EXERCISE DIRECTIONS
Copy out the data below with every "Target" switched to "Subject", changing nothing else.

SOURCE MATERIAL
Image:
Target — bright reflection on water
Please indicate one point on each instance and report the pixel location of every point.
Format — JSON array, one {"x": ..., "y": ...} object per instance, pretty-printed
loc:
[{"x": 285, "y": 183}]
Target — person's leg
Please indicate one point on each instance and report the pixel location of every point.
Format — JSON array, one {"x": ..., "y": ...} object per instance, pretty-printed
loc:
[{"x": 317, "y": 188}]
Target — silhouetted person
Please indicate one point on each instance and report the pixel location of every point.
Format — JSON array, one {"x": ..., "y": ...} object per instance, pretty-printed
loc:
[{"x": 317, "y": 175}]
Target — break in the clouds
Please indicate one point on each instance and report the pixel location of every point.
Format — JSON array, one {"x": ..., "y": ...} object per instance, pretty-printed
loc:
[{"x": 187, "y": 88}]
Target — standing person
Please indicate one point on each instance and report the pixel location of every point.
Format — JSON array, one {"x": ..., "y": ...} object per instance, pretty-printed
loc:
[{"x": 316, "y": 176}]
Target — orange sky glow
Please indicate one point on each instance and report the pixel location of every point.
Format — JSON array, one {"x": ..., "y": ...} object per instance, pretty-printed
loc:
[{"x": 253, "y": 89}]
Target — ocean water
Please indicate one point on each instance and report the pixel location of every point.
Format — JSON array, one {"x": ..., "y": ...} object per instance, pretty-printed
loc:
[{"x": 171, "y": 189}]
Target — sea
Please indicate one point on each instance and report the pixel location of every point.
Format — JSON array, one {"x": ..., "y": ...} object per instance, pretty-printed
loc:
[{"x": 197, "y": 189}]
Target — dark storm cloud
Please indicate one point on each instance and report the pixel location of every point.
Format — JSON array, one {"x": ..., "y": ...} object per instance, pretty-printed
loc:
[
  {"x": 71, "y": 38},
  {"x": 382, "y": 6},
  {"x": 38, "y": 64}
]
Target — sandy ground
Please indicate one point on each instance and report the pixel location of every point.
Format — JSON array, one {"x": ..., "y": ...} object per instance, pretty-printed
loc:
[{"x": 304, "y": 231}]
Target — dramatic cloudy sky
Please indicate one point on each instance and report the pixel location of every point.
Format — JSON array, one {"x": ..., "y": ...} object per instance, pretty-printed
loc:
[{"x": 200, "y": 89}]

EXERCISE RESPONSE
Image:
Subject — bright reflection on water
Please indicate one point on each instance and report the pixel location of every point.
Format — JSON array, one {"x": ..., "y": ...} object per instance, pretty-printed
loc:
[{"x": 285, "y": 183}]
Subject — person's leg
Please indicate one point on each instance and report the pixel location of every point.
Format — JSON array, one {"x": ..., "y": ...} object per instance, pretty-printed
loc:
[{"x": 317, "y": 188}]
Subject — silhouetted person
Please indicate one point on each instance and report the pixel location of every point.
Format — JSON array, one {"x": ..., "y": ...} object per instance, pretty-printed
loc:
[{"x": 317, "y": 175}]
Subject — break in the clouds
Please indicate one point on each instance and report the pixel location of every point.
Format — JSON array, one {"x": ..., "y": ...} object per instance, pretty-printed
loc:
[{"x": 187, "y": 88}]
Subject — standing person
Please indicate one point on each instance and report the pixel location of every point.
Format — JSON array, one {"x": ..., "y": ...} object per instance, pretty-printed
loc:
[{"x": 316, "y": 176}]
Subject — orange sky glow
Please indicate one point on each instance and report the pixel location of every point.
Format — JSON array, one {"x": ..., "y": ...} object per instance, pretty-printed
loc:
[{"x": 253, "y": 89}]
Subject — ocean water
Please indicate one point on each instance and report the pixel location of every point.
Format — JSON array, one {"x": ..., "y": ...} object per instance, pretty-printed
loc:
[{"x": 171, "y": 189}]
Subject — sea
Please indicate one point on each instance and report the pixel location of every point.
Format — JSON array, one {"x": ..., "y": ...} object per instance, pretty-printed
loc:
[{"x": 197, "y": 189}]
Subject — dark storm cloud
Please indicate one point on each instance and report the pixel location of every point.
Format — JSON array, one {"x": ..., "y": ...} object per instance, pretty-printed
loc:
[
  {"x": 71, "y": 38},
  {"x": 382, "y": 6},
  {"x": 38, "y": 64}
]
Subject — sandy ground
Please indicate one point on each instance and report the pixel location of every point.
Format — JSON array, one {"x": ..., "y": ...} object per instance, pretty-printed
loc:
[{"x": 304, "y": 231}]
Subject — dramatic cloudy sky
Please indicate one point on each instance and report the pixel location of every point.
Format — JSON array, one {"x": ..., "y": ...} object per instance, pretty-printed
loc:
[{"x": 200, "y": 89}]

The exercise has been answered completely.